**SELECTED TEXT**
--*--

Land cover classification based on remote sensing images plays an important role in providing information regarding the Earth’s surface [1,2,3,4]. For many applications, such as urban vegetation mapping [5], aboveground biomass estimation in forests [6], urban flood mapping [7], and land-use analysis [8], underlying land cover information from remote sensing images is necessary. Very high resolution (VHR) remote sensing images are conveniently available and highly popular in land cover classification. However, substantial research has demonstrated that salt-and-pepper noise is a common phenomenon in the classification of VHR remote sensing images [9,10,11,12,13,14,15,16,17,18].

Several methods have been developed to address this problem. For example, Lv et al. [19] promoted a general post-classification framework for improving land cover classification, and Huang et al. [20] proposed a support vector machine (SVM) ensemble approach for combining different features to improve the classification accuracies of VHR images. In the current study, methods are grouped into two mainstream techniques. The first relatively popular technique is the spatial–spectral feature-based classification method [14,21,22] where the spatial feature is usually extracted to complement insufficient spectral information. For example, the pixel shape index (PSI) has been used to improve VHR image classification [23]. Zhang et al. extended PSI from a “pixel” to an “object” (a group of pixels that are spatial continuously and have high spectral similarity), and proposed an object-based spatial feature called the object correlative index. Various mathematical morphological methods have also been developed to describe structural features and complement spectral features to improve classification accuracy [22,24,25,26,27]. Moreover, spatial filtering is an effective means of reducing noise and extracting spatial features. Kang et al. proposed a method based on an edge-preserving filter and image fusion to enhance classification accuracy [28]. Jia et al. developed an edge-preserving filtering method for improving the performance of VHR image classification [29]. Other methods, such as semantic features [20,30], Markov modeling of spatial features [13], object-based feature extraction [9], and active learning algorithms [31,32], are commonly adopted to complement spectral information for land cover classification. However, despite the numerous features and techniques promoting VHR image classification, not one method can be labeled as “the best” or “the most appropriate one” for all cases, because the classification accuracies of most methods are usually dependent [33,34]. The design and use of feature extraction methods are also dependent on the case at hand. Therefore, the classification accuracy and usability of the VHR image classification method have room for further improvement.

--*--

[Region annotation items]
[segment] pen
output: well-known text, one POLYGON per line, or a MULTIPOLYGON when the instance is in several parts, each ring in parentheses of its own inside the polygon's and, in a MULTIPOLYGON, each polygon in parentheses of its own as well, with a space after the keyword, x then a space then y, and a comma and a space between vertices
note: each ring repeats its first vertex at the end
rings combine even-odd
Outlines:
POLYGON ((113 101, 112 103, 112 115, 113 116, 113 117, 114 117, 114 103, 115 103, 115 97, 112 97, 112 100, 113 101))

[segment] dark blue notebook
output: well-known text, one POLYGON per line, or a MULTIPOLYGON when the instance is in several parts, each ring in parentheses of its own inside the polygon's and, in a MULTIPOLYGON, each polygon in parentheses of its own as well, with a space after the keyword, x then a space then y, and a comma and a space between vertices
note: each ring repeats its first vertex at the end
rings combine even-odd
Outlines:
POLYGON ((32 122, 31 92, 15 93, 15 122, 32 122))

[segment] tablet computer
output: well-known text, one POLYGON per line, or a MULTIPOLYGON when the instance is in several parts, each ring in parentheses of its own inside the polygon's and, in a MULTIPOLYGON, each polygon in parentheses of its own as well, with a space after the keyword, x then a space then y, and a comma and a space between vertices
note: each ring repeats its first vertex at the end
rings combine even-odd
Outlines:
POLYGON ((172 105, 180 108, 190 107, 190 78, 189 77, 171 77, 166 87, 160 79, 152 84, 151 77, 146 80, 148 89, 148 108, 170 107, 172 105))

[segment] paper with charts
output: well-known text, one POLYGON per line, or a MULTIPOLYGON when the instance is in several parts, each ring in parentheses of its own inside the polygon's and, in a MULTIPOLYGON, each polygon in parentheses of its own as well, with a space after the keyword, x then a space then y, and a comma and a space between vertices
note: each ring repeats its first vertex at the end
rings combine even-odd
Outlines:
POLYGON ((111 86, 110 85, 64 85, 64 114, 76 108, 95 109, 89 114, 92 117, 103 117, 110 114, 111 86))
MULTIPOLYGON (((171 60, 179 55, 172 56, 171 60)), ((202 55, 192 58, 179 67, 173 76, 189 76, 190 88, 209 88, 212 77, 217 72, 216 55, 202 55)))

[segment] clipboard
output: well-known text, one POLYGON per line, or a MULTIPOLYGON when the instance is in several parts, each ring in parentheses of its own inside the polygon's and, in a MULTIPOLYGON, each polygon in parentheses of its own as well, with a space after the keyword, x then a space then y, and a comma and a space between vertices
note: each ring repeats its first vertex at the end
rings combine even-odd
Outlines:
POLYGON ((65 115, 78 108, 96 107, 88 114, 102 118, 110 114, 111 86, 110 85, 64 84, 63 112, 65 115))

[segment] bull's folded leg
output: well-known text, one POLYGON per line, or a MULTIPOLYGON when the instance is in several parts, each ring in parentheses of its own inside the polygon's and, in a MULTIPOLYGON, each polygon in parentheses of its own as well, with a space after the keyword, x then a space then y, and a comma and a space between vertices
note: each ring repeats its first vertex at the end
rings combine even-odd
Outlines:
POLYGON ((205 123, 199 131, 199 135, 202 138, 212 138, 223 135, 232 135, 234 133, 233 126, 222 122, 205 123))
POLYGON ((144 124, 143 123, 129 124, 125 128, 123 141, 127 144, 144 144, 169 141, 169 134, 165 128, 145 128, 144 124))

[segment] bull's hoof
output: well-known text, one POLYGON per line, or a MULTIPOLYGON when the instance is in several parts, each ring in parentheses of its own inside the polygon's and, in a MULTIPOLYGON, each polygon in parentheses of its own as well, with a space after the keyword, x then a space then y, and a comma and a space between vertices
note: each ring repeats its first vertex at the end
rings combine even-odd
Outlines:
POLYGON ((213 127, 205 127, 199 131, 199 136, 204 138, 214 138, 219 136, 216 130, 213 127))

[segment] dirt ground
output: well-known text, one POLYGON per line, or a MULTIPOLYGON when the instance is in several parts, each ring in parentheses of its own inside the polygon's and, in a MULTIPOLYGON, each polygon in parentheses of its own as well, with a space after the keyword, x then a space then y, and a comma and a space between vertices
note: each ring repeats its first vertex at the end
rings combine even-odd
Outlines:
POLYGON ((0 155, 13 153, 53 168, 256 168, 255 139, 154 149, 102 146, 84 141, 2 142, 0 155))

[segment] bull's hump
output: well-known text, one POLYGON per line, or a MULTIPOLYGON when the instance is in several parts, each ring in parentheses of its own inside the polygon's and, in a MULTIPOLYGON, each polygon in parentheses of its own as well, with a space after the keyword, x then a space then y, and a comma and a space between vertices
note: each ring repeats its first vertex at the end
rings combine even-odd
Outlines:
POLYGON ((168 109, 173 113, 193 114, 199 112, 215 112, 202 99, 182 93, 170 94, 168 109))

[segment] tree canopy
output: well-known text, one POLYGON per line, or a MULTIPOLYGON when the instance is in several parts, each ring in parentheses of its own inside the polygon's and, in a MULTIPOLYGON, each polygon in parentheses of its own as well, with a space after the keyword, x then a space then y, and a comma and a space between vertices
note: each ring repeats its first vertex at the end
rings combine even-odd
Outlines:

--*--

**WORK TO DO**
1. Reproduce the land cover classification passage word for word, from "Land cover classification based" to "sensing images [9,10,11,12,13,14,15,16,17,18].".
2. Transcribe the listing precisely, from its first line through the line with "POLYGON ((113 101, 112", including both.

**FINAL ANSWERS**
1.
Land cover classification based on remote sensing images plays an important role in providing information regarding the Earth’s surface [1,2,3,4]. For many applications, such as urban vegetation mapping [5], aboveground biomass estimation in forests [6], urban flood mapping [7], and land-use analysis [8], underlying land cover information from remote sensing images is necessary. Very high resolution (VHR) remote sensing images are conveniently available and highly popular in land cover classification. However, substantial research has demonstrated that salt-and-pepper noise is a common phenomenon in the classification of VHR remote sensing images [9,10,11,12,13,14,15,16,17,18].

2.
[segment] pen
output: well-known text, one POLYGON per line, or a MULTIPOLYGON when the instance is in several parts, each ring in parentheses of its own inside the polygon's and, in a MULTIPOLYGON, each polygon in parentheses of its own as well, with a space after the keyword, x then a space then y, and a comma and a space between vertices
note: each ring repeats its first vertex at the end
rings combine even-odd
Outlines:
POLYGON ((113 101, 112 103, 112 115, 113 116, 113 117, 114 117, 114 103, 115 103, 115 97, 112 97, 112 100, 113 101))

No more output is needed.